*** Opening of Material provided ***

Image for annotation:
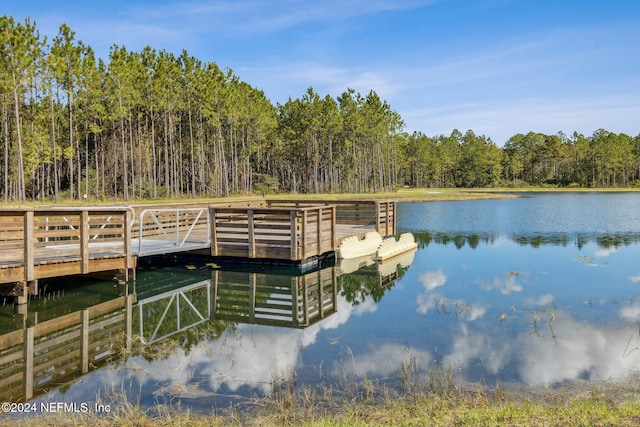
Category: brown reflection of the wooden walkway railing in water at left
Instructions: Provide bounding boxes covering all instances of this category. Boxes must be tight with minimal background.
[0,295,134,402]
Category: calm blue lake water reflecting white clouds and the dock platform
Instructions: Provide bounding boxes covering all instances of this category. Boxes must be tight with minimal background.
[0,193,640,412]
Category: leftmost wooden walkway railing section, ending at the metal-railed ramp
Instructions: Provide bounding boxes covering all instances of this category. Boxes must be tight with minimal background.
[0,207,131,283]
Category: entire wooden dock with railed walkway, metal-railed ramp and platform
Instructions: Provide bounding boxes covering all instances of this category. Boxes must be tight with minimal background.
[0,199,396,302]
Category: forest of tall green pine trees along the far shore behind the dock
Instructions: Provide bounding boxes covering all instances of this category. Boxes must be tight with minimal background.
[0,15,640,202]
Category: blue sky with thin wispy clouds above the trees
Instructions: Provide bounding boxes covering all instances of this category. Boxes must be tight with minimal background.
[5,0,640,145]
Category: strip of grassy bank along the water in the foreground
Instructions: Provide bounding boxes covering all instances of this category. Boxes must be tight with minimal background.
[5,373,640,427]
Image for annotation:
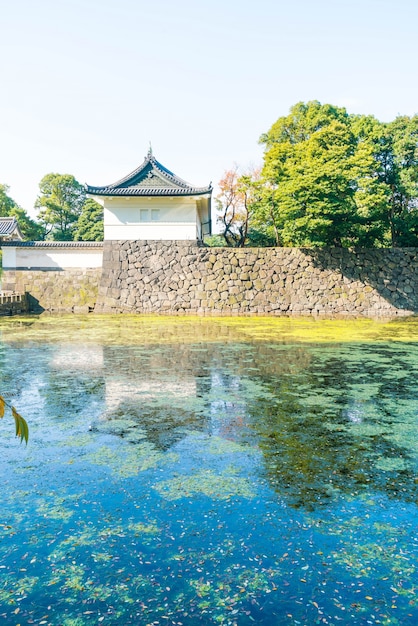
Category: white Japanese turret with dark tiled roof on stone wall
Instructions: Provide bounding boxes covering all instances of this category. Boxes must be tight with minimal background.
[86,149,212,241]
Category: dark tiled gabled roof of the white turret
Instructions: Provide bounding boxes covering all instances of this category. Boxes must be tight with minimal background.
[86,150,212,196]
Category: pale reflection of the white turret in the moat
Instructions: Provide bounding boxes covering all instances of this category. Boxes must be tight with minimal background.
[94,344,219,450]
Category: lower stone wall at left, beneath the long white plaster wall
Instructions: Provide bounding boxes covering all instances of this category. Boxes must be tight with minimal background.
[2,268,102,313]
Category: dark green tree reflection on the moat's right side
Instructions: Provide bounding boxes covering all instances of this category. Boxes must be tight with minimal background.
[248,346,416,507]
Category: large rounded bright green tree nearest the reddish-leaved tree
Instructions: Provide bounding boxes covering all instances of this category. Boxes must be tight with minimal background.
[257,101,374,246]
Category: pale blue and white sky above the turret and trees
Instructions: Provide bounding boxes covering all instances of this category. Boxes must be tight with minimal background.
[0,0,418,216]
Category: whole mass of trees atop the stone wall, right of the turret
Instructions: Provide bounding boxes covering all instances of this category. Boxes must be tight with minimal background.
[218,101,418,247]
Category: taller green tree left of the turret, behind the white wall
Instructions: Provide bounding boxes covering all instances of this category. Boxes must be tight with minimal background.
[35,174,86,241]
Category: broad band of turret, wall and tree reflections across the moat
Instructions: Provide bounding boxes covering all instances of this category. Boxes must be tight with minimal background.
[3,322,418,509]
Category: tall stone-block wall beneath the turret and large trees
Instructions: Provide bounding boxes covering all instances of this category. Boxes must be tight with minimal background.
[95,241,418,317]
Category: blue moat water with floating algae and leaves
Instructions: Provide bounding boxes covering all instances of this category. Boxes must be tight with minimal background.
[0,316,418,626]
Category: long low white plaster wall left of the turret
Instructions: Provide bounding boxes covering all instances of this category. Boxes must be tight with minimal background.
[3,246,103,269]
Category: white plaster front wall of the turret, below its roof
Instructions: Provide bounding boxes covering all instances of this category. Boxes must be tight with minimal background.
[104,197,198,240]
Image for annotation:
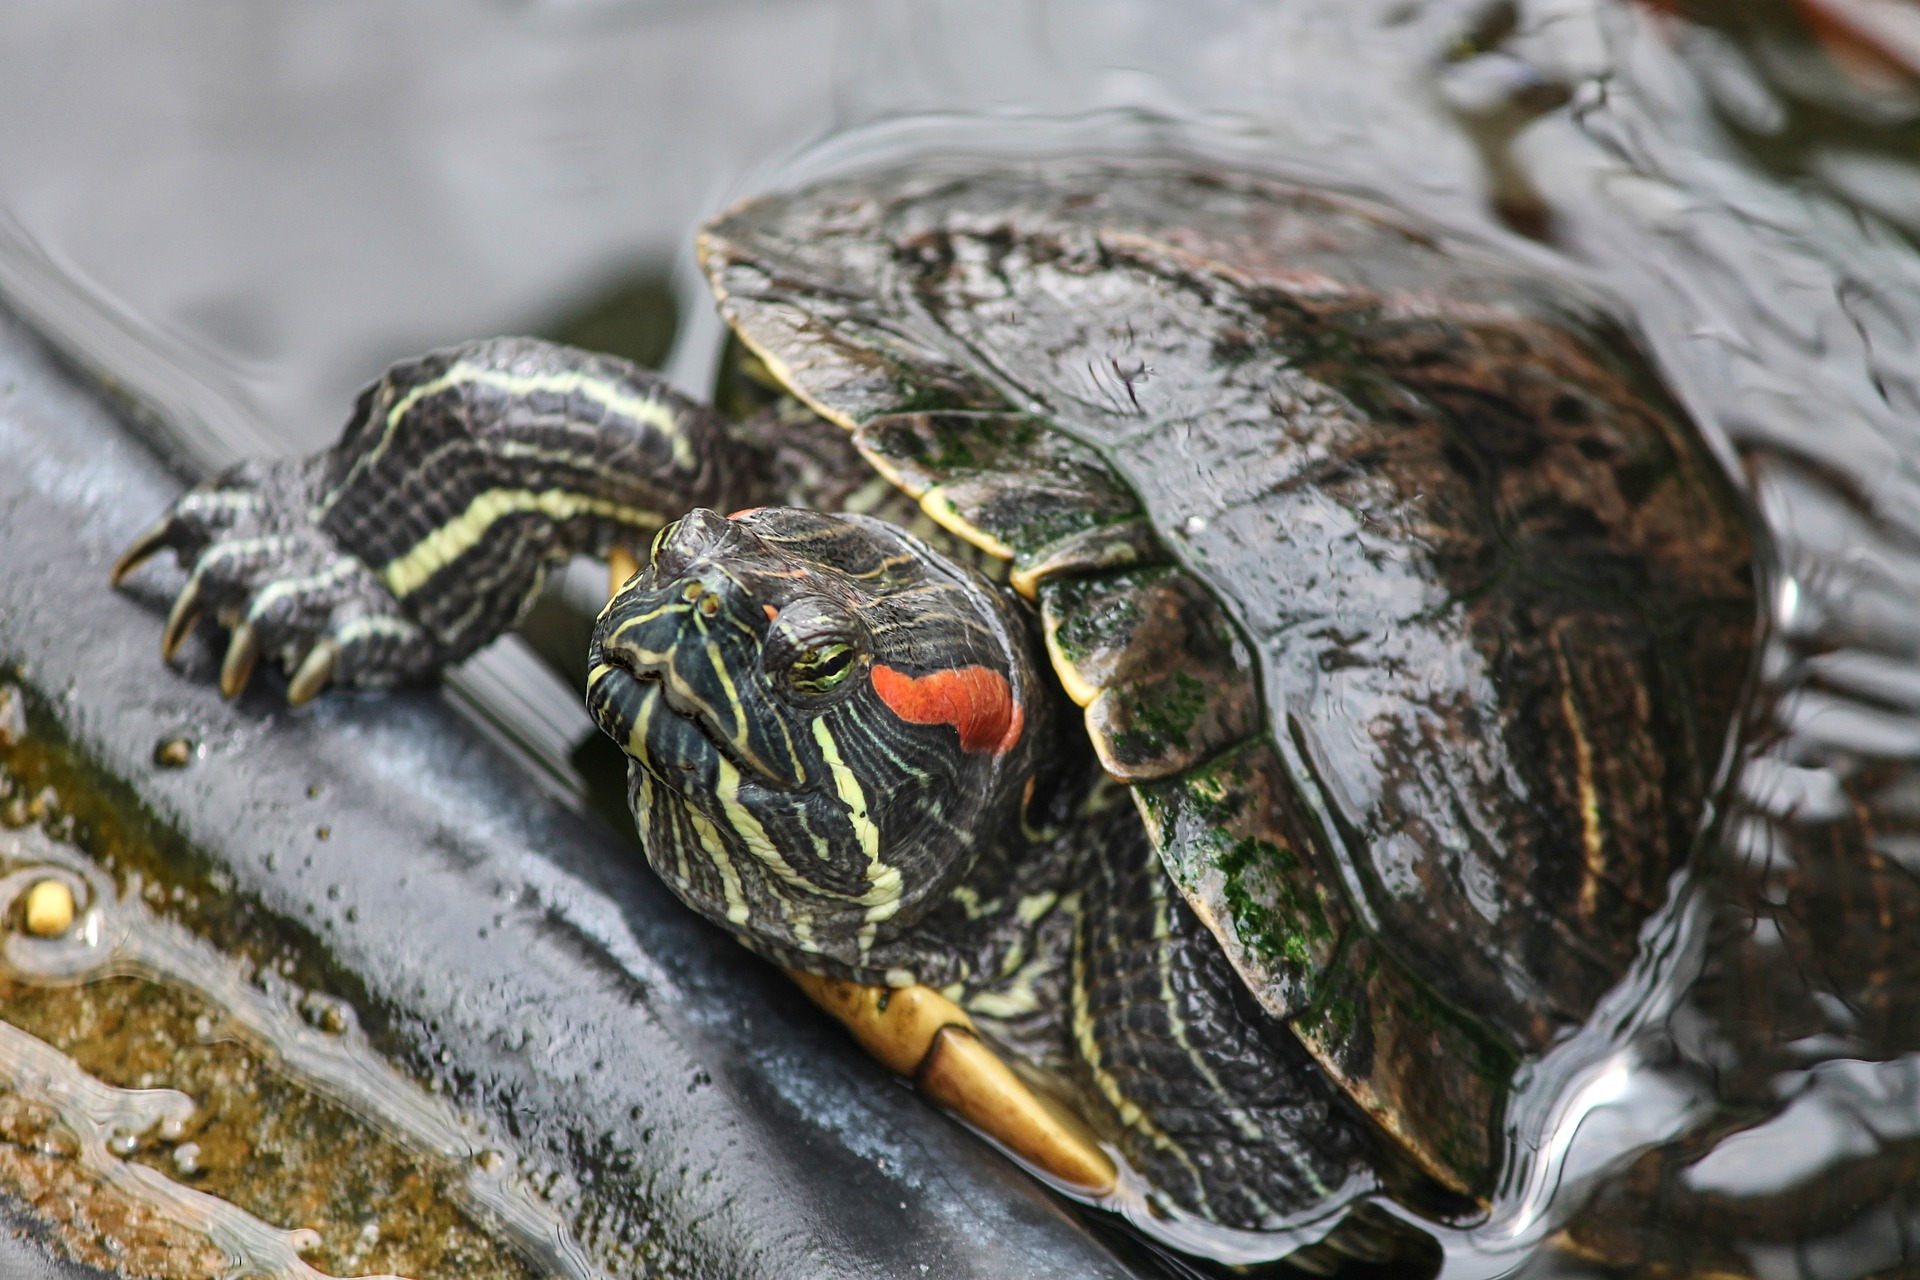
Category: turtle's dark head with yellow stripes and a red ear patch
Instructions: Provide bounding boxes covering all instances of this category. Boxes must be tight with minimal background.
[588,507,1043,971]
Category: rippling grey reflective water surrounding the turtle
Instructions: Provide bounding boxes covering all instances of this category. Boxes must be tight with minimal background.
[0,0,1920,1276]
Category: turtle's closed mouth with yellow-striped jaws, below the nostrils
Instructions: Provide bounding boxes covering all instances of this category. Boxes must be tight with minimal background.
[588,649,791,794]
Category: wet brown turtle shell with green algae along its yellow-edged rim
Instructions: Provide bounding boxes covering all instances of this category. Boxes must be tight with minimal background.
[701,163,1755,1196]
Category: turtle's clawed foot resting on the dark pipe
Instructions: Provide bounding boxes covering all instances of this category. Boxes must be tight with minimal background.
[113,461,442,706]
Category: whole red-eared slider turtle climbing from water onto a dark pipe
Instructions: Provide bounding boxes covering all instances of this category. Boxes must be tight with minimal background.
[105,163,1753,1245]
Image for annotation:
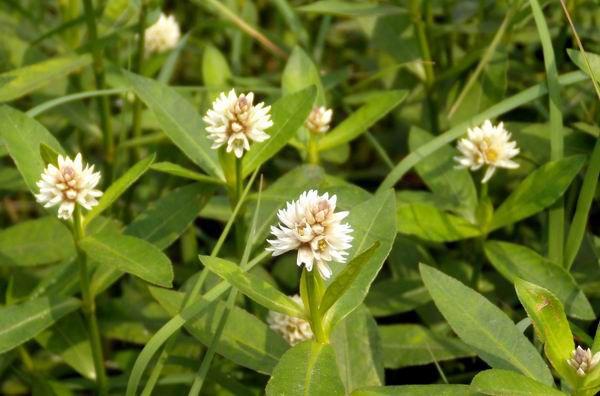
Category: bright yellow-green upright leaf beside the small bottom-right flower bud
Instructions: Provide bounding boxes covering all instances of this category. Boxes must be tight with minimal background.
[515,279,578,385]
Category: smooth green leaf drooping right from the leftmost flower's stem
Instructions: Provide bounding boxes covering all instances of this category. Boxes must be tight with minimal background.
[80,233,173,287]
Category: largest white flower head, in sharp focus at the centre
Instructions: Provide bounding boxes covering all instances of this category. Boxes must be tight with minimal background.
[267,190,353,279]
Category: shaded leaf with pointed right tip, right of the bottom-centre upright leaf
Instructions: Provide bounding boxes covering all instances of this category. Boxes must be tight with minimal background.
[379,324,475,369]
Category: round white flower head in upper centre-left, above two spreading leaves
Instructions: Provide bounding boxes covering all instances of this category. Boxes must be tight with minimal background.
[203,89,273,158]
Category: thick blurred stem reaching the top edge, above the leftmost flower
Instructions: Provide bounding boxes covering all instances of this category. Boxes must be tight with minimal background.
[83,0,115,184]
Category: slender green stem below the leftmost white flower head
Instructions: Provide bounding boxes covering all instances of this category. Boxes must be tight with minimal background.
[73,206,108,395]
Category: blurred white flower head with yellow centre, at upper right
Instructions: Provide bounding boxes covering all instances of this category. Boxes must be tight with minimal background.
[454,120,519,183]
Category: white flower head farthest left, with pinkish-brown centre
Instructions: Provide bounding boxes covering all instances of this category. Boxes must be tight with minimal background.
[35,154,102,220]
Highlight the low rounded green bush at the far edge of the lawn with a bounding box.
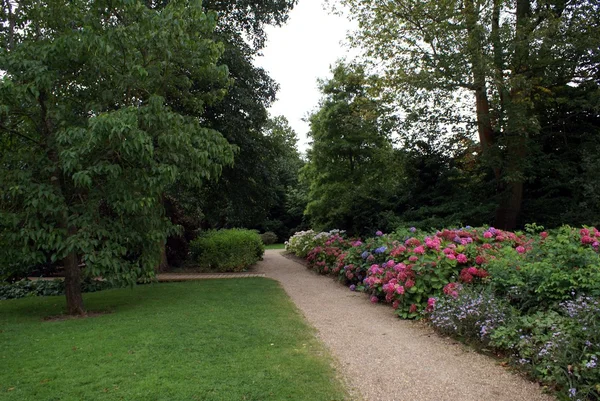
[190,229,265,272]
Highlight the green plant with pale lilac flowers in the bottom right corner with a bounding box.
[491,297,600,400]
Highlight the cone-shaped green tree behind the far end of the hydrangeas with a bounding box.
[303,63,402,234]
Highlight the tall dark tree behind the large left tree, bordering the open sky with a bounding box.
[192,0,297,229]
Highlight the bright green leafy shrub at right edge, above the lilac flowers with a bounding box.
[488,226,600,311]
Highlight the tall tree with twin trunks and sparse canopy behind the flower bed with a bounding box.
[343,0,600,228]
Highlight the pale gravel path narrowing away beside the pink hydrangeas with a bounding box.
[257,250,554,401]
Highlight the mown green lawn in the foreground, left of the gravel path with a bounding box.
[0,278,347,401]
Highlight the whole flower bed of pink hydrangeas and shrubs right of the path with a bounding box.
[288,225,600,401]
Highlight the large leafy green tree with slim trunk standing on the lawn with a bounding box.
[0,0,233,314]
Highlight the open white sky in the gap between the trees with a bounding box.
[255,0,354,152]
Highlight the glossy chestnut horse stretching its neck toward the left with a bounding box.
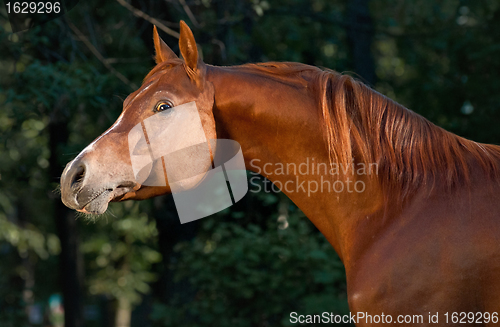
[61,22,500,326]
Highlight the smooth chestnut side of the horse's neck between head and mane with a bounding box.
[208,67,381,257]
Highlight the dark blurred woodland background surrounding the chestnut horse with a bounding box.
[0,0,500,327]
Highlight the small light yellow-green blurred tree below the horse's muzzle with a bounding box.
[82,202,161,327]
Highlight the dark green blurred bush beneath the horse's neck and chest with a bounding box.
[151,201,348,326]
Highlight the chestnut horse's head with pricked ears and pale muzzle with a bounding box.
[61,21,217,214]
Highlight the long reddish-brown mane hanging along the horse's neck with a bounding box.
[239,63,500,194]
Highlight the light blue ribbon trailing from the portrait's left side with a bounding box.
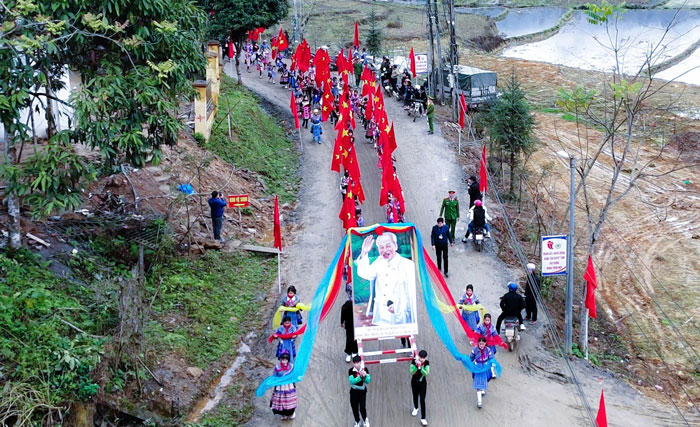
[255,234,348,396]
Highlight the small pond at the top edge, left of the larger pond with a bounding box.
[496,7,567,38]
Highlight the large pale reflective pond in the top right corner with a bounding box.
[503,10,700,84]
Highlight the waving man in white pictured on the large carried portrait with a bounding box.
[357,232,416,325]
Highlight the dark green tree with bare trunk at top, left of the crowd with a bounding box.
[200,0,291,84]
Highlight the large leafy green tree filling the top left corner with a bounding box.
[0,0,206,247]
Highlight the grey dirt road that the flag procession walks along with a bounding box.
[227,64,683,426]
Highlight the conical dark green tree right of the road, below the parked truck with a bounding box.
[487,74,535,195]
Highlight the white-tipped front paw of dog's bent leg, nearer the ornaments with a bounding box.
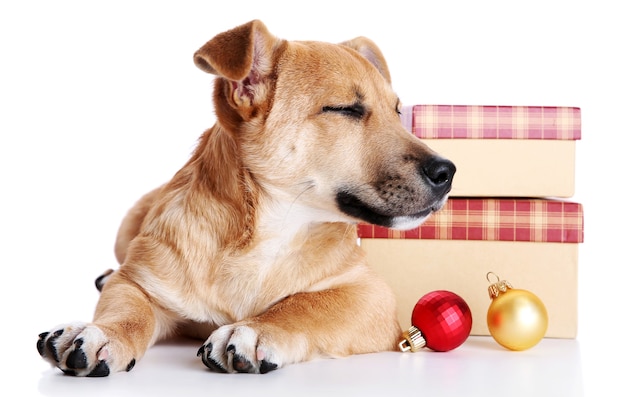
[198,325,282,374]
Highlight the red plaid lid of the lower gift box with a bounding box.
[357,198,583,243]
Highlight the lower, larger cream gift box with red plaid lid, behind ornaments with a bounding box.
[358,198,583,338]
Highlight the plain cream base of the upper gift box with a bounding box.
[422,139,576,197]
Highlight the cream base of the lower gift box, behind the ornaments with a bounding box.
[361,238,578,338]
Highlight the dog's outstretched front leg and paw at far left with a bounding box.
[37,273,164,377]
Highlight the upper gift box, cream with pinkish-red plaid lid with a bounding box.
[402,105,581,198]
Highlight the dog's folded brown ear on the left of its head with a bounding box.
[193,20,280,105]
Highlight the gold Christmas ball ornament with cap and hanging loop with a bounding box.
[487,272,548,350]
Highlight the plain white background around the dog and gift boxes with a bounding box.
[0,0,626,395]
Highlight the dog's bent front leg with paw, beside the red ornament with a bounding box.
[198,270,401,373]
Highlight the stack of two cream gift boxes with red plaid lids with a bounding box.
[358,105,583,338]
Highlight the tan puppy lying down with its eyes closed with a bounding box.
[37,20,456,377]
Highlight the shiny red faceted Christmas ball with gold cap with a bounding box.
[398,290,472,352]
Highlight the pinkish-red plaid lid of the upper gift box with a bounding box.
[401,105,581,140]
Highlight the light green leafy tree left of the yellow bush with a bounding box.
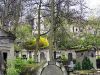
[15,24,34,51]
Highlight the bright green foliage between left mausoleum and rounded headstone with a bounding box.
[7,58,40,75]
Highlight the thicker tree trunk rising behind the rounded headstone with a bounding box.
[49,0,55,61]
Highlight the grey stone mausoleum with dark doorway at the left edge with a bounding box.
[0,29,15,75]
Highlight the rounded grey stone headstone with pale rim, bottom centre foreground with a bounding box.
[37,61,67,75]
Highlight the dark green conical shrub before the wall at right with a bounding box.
[82,57,93,70]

*** Close of Material provided ***

• _Activity_
Copy out each line of the data where the string "walkway" appears.

• _Task response_
Category: brown reflection of the wooden walkway railing in water at left
Category: leftmost wooden walkway railing section, ending at the metal-railed ramp
Category: entire wooden dock with railed walkway, metal-railed ramp and platform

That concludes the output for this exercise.